• _Problem requirements_
Your job is to restate each entry word for word.

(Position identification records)
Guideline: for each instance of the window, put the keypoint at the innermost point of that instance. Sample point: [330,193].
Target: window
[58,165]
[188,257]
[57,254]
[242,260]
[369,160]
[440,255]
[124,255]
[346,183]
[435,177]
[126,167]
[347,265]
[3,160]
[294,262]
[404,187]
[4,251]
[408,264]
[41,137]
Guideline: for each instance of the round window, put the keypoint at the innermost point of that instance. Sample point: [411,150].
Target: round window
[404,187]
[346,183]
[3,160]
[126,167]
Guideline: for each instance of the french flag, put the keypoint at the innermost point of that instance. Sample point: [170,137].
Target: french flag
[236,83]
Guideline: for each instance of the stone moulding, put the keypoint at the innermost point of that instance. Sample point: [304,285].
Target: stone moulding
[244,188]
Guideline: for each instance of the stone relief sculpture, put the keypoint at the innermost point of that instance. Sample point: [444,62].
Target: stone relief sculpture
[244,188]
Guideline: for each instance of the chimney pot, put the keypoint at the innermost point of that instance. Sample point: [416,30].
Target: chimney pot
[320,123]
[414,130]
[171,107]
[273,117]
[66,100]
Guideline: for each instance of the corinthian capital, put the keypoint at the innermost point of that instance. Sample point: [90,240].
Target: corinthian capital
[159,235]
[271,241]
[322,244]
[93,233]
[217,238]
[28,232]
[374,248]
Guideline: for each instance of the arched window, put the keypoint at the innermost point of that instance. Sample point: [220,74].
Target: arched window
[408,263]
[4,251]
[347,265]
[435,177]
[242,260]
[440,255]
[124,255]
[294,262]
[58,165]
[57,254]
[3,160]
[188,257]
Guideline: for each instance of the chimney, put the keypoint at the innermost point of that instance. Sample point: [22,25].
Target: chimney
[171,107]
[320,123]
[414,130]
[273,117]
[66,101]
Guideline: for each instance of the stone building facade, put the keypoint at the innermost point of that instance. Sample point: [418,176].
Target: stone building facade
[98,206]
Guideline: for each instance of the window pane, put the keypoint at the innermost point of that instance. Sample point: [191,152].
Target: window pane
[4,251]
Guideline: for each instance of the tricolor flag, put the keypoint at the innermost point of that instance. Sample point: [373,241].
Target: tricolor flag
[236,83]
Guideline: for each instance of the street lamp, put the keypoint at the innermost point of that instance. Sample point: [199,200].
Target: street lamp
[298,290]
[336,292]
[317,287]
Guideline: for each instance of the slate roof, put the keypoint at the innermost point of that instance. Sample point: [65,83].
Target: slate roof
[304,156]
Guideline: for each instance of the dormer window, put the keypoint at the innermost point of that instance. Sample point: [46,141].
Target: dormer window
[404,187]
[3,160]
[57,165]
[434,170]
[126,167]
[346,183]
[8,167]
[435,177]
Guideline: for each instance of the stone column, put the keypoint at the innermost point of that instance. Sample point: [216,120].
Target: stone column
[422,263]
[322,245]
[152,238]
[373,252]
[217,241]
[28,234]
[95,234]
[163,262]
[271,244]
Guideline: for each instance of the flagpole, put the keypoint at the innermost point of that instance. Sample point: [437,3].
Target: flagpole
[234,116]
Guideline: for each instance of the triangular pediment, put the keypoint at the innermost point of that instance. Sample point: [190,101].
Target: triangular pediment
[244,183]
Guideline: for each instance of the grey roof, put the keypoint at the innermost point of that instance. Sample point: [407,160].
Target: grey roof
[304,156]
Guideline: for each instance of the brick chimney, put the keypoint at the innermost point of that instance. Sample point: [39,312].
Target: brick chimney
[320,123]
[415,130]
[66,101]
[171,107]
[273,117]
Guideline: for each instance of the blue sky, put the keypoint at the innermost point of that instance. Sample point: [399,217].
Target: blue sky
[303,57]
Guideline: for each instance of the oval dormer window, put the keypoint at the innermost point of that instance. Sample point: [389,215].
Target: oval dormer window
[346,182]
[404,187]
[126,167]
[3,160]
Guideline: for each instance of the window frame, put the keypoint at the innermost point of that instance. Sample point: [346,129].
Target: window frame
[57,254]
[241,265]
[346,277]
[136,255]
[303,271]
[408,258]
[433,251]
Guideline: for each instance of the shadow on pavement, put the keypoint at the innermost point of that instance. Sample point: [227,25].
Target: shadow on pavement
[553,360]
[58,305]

• _Final result_
Guideline: for each instance of the window, put the keypoint at the innermost point of that instance. Sample point: [330,193].
Target: window
[58,165]
[188,257]
[57,254]
[242,260]
[369,160]
[440,255]
[124,255]
[346,183]
[435,177]
[126,167]
[347,265]
[3,160]
[294,262]
[404,187]
[4,251]
[408,264]
[41,137]
Guideline: for each instance of the round window, put the keypoint at the innermost point of that instance. Sample point: [411,150].
Target: round window
[404,187]
[346,183]
[3,160]
[126,167]
Guideline: for each instance of the french flag, put the keypoint at the innermost point of that instance. Sample point: [170,137].
Target: french flag
[236,83]
Guideline: for each instance of the stone moulding, put the keypoint at the innermost point of that instance. Sample point: [304,285].
Target: stone moulding
[244,188]
Guideline: for each instance of the stone relief sculpture, put the keypoint at the innermost point of that instance. Sample point: [444,62].
Target: stone relief sculpture
[244,188]
Guideline: for each instance of the chimney pot, put the keypoint at the innermost point of that instance. Sample point: [416,30].
Target: chimney pot
[320,123]
[414,130]
[171,107]
[273,117]
[66,100]
Guideline: for each instance of the corinthian capital, put the keypoint at the innermost point of that instance. Sample point: [90,240].
Target: corinthian capital
[159,235]
[271,241]
[322,244]
[93,233]
[217,238]
[28,232]
[374,248]
Guideline: for each instance of the arched window, put the keypoint at the innermost point of that instance. Sample point: [220,74].
Target: arched window
[408,263]
[4,251]
[347,265]
[435,177]
[242,260]
[440,255]
[124,255]
[294,262]
[58,165]
[57,254]
[3,160]
[188,257]
Guideline: for each instance of the chimney, put the keypoint at the innermost point of that instance. Sample point: [22,25].
Target: chimney
[171,107]
[320,123]
[414,130]
[273,117]
[66,101]
Guideline: for each instance of the stone building facade, put the keypoint at the innermost point of that instance. Sample point: [418,176].
Target: stone building facade
[98,206]
Guideline: for each instance of the window pane, put the keypoint at the innermost point of that instance. Sample point: [191,152].
Target: window pane
[4,251]
Guideline: for each instance of the tricolor flag, put the keypoint at the innermost point of that instance. Sample point: [373,241].
Target: tricolor flag
[236,83]
Guideline: for each instance of the street lamp, put the keypoint at the innermost point of that instance. Sample point: [199,200].
Target: street lamp
[298,290]
[336,292]
[317,287]
Guideline: for each instance of the slate roof, put the keypoint at the innermost point of that instance. Sample point: [65,83].
Target: slate roof
[304,156]
Guideline: for each instance of the dormer window, put the keypoint at the innermost point of that instance. Sample point: [46,141].
Target: dormer window
[404,187]
[3,160]
[57,165]
[434,170]
[126,167]
[346,183]
[8,167]
[435,177]
Guideline: for each instance of the stone column, put the keypoint at the innermost point of that instance. Sample point: [216,120].
Target: stone column
[422,263]
[322,245]
[152,238]
[373,252]
[217,241]
[28,234]
[95,234]
[163,262]
[271,244]
Guideline: for each instance of the flagpole, put the keypoint at the innermost point of that instance. Sample point: [437,3].
Target: flagpole
[234,116]
Guideline: for each instance of the triangular pediment, put the keypoint at the innermost point of that instance. Sample point: [190,101].
Target: triangular pediment
[244,183]
Guideline: for each instance of the grey roof, put the keypoint at the innermost point of that instance. Sample point: [407,160].
Target: grey roof
[304,156]
Guideline: for each instance of the brick chimney, put the keypoint at the innermost point of that instance. Sample point: [39,312].
Target: brick chimney
[320,123]
[415,130]
[66,101]
[171,107]
[273,117]
Guideline: for each instance of the blue sky, put the keypoint at the innermost point of that instance. Sample point: [399,217].
Target: blue sky
[303,57]
Guideline: for each instance of the oval dormer window, put the keypoint at the innermost point of that instance. Sample point: [389,215].
Target: oval dormer window
[346,182]
[404,187]
[126,167]
[3,160]
Guideline: for each instance of the window frame, put the keypoint at the innermost point of that instance. Sample point: [346,129].
Target: window frame
[57,254]
[241,265]
[346,277]
[136,255]
[303,271]
[408,258]
[433,251]
Guideline: for each instance of the shadow on pavement, put the keypoint at the innermost point of that instance. Sample point: [227,25].
Target: shadow on pavement
[553,360]
[58,305]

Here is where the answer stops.